#### [Извлечённый текст]
· · · ·

Опять — трогательное согласие; только: я «закричал» раньше Брюсова: пяти-шести лет; с первой встречи с Валерием Яковлевичем и эта тема, тема бреда, прошлась меж нами, потому что социальные корни ее — те же.
Брюсов пишет: «Я всего более боялся поступить не так, как следует» (стр. 21). И я! Я смимикрировал «Бореньку-дурачка»; Брюсов — «нахала»; это — уже различие в темпераменте.
Брюсов заявляет: «Я не умел вести себя… и мучился каждый миг. Много думайте раньше, чем подвергать своих детей унижению» (стр. 21–24).
Присоединяюсь!
«Я не был приспособлен к мужскому обществу… Хуже были отношения с учениками… Позже, у меня нашелся… товарищ… это был предмет насмешек всего класса… Каждый урок немецкого языка сделался для меня ужасом… Многое из того, что другим дается шутя… стоило мне великой борьбы… Когда на меня смотрели слишком пристально, я терялся, горбился… Я привык наглостью скрывать врожденную робость…» Так пишет Брюсов. Психология «гадкого» утенка — налицо в будущем поэте; а вот «Танечка» Куперник — та «лебеденочек»; воссочинит стишок — рев восторга!
Брюсов «дерзил»; я — до сроку тихо таился; зато я «взорал», да так, что раскрылись рты (это было в седьмом классе).
Так мы, две величины, разные в целеустремлениях, но равные в одной и той же третьей, в среде, — встретились: символистами.
Брюсов записывает в «Дневнике»: «Нет, нужен символизм» (март 1893 года). Через четыре дня он записывает: «Теперь я — декадент. А вот Сатин, Каменский, Ясюнинский и др… восхваляют символизм. Браво!» Записано в тот же год: «Весною я увлекался Спинозою. Всюду появилась „этика“, а Яковлев стал пантеистом» («Дневники», стр. 13). Или: «Толковал Щербатову о дифференциальном исчислении… Кедрину показал теорему. Тот восхищался».
Духовской, соклассник, пишет пародию о беседах ученика Брюсова с учителем математики Евгением Никаноровичем Кедриным (и моим учителем).
О диаметре и шаре
В нашем классе толковали —
Никанорович Евгений
Да Валерий Брюсов-гений.
Я подчеркиваю: в дни осознания себя символистом Брюсов увлекается математикой и изучает Спинозу. Подчеркиваю: в дни, когда я полон зоологических увлечений и изучаю томы зоолога Ива Делажа (энциклопедию томов!), я усаживаюсь писать «Северную симфонию», которую оканчиваю в эпоху занятия качественным анализом и увлечения «Основами химии» Менделеева; а кончив «Мистическую», вторую «Симфонию», с головой ухожу в анализы: весовой и объемный.
Статочное ли это дело для «мистиков»!

· · · ·

#### [Задания]
[A] Согласуются ли с отрывком о Брюсове утверждения: (i) Брюсов пишет, что весной увлекался Спинозой; (ii) Духовской был учителем математики; (iii) «Северная симфония» была окончена в эпоху зоологических увлечений? На каждое ответьте «да» или «нет» и приведите решающие слова отрывка дословно.
[B] Перепишите дословно часть отрывка о Брюсове, начиная со слов «Брюсов записывает в» и заканчивая словами «(и моим учителем).».
Строки ниже — отдельный материал, не относящийся к отрывку о Брюсове.

· · · ·

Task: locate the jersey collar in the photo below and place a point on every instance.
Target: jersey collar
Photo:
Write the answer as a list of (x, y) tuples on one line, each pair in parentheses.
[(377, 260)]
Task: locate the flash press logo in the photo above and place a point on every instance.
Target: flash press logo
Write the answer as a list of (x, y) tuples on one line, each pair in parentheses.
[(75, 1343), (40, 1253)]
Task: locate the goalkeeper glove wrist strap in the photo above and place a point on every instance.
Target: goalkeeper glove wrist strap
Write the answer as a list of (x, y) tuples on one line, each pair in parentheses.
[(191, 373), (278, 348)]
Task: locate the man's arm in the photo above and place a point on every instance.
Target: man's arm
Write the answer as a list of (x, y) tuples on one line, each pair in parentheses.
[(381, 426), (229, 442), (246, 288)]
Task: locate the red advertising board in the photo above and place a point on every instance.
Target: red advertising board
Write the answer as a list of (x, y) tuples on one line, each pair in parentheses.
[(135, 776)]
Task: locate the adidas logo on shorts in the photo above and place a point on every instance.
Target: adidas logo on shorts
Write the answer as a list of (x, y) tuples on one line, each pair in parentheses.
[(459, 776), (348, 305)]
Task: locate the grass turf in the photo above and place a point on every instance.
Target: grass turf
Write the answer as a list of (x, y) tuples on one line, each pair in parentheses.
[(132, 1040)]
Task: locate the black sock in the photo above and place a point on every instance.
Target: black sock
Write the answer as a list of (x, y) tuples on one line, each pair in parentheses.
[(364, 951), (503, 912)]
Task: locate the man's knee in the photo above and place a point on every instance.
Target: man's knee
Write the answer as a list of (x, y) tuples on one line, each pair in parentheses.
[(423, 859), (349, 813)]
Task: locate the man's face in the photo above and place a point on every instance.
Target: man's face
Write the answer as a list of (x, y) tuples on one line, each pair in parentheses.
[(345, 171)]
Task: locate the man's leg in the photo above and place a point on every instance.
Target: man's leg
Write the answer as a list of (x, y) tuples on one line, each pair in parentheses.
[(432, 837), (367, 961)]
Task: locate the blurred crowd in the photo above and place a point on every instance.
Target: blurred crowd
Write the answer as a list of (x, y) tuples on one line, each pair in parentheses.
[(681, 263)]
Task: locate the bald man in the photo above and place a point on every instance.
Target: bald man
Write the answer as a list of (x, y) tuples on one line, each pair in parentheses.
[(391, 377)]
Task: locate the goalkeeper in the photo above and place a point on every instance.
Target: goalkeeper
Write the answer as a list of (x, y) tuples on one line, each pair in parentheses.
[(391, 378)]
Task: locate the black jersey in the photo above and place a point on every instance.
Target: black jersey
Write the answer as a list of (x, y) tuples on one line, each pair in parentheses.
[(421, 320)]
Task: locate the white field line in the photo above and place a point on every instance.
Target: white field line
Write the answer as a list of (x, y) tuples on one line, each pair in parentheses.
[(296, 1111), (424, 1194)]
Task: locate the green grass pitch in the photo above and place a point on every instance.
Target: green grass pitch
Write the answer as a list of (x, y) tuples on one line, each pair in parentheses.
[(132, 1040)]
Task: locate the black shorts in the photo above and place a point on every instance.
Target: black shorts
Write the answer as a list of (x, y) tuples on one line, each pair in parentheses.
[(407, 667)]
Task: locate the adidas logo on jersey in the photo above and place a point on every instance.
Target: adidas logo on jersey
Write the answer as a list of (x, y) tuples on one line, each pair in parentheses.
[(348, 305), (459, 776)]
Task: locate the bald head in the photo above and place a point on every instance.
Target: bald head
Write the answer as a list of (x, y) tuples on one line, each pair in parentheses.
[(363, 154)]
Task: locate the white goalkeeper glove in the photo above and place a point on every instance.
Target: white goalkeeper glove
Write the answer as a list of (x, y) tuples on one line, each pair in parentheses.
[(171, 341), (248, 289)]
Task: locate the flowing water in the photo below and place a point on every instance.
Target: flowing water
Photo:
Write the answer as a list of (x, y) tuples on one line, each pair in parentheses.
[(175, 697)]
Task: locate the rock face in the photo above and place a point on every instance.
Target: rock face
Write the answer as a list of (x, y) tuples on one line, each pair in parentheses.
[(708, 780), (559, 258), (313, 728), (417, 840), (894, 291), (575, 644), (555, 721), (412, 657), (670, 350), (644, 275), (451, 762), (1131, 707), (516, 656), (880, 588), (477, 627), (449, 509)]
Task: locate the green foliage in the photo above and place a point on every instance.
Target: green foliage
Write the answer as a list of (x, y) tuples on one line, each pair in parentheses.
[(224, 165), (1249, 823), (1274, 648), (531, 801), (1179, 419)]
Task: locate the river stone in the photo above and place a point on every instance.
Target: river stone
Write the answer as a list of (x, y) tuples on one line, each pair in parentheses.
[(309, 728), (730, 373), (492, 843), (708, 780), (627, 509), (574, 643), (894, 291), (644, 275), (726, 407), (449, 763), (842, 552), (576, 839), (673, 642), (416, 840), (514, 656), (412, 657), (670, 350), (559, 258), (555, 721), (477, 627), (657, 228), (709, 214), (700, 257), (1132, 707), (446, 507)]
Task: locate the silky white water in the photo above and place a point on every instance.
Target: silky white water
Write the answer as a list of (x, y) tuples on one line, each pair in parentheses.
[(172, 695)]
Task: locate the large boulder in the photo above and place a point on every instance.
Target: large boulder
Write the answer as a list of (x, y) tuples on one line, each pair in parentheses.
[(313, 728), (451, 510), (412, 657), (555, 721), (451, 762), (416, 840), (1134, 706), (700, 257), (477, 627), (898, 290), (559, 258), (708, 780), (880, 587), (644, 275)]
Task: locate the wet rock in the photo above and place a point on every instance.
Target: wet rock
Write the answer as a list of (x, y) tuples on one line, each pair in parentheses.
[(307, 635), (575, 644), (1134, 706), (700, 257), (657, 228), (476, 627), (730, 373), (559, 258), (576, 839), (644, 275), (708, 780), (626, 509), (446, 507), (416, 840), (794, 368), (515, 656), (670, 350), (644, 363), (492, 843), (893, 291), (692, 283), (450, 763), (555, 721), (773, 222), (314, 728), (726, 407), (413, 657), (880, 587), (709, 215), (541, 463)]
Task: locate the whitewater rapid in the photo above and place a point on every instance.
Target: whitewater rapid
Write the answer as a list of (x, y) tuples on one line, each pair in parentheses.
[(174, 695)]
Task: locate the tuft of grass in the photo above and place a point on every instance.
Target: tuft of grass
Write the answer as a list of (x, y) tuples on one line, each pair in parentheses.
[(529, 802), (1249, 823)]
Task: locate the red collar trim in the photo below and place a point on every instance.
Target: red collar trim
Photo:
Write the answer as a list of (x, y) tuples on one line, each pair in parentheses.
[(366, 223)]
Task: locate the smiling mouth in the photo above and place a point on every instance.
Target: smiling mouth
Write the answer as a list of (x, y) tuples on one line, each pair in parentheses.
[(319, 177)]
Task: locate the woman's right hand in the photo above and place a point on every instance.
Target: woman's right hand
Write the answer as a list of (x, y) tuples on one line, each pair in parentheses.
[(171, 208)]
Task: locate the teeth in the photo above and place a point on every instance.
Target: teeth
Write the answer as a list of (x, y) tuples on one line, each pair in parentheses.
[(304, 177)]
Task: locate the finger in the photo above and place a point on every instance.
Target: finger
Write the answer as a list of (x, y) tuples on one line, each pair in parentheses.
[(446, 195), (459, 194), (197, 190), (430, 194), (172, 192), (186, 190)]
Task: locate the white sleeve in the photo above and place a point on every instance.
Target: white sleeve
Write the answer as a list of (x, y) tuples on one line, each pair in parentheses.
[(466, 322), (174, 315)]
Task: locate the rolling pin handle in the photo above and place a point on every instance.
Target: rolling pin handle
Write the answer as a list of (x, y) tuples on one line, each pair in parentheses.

· · · ·

#### [Ответы к упражнению]
[A]
(i) Да: «Весною я увлекался Спинозою».
(ii) Нет: «Духовской, соклассник, пишет пародию».
(iii) Нет: «которую оканчиваю в эпоху занятия качественным анализом и увлечения».

[B]
Брюсов записывает в «Дневнике»: «Нет, нужен символизм» (март 1893 года). Через четыре дня он записывает: «Теперь я — декадент. А вот Сатин, Каменский, Ясюнинский и др… восхваляют символизм. Браво!» Записано в тот же год: «Весною я увлекался Спинозою. Всюду появилась „этика“, а Яковлев стал пантеистом» («Дневники», стр. 13). Или: «Толковал Щербатову о дифференциальном исчислении… Кедрину показал теорему. Тот восхищался».
Духовской, соклассник, пишет пародию о беседах ученика Брюсова с учителем математики Евгением Никаноровичем Кедриным (и моим учителем).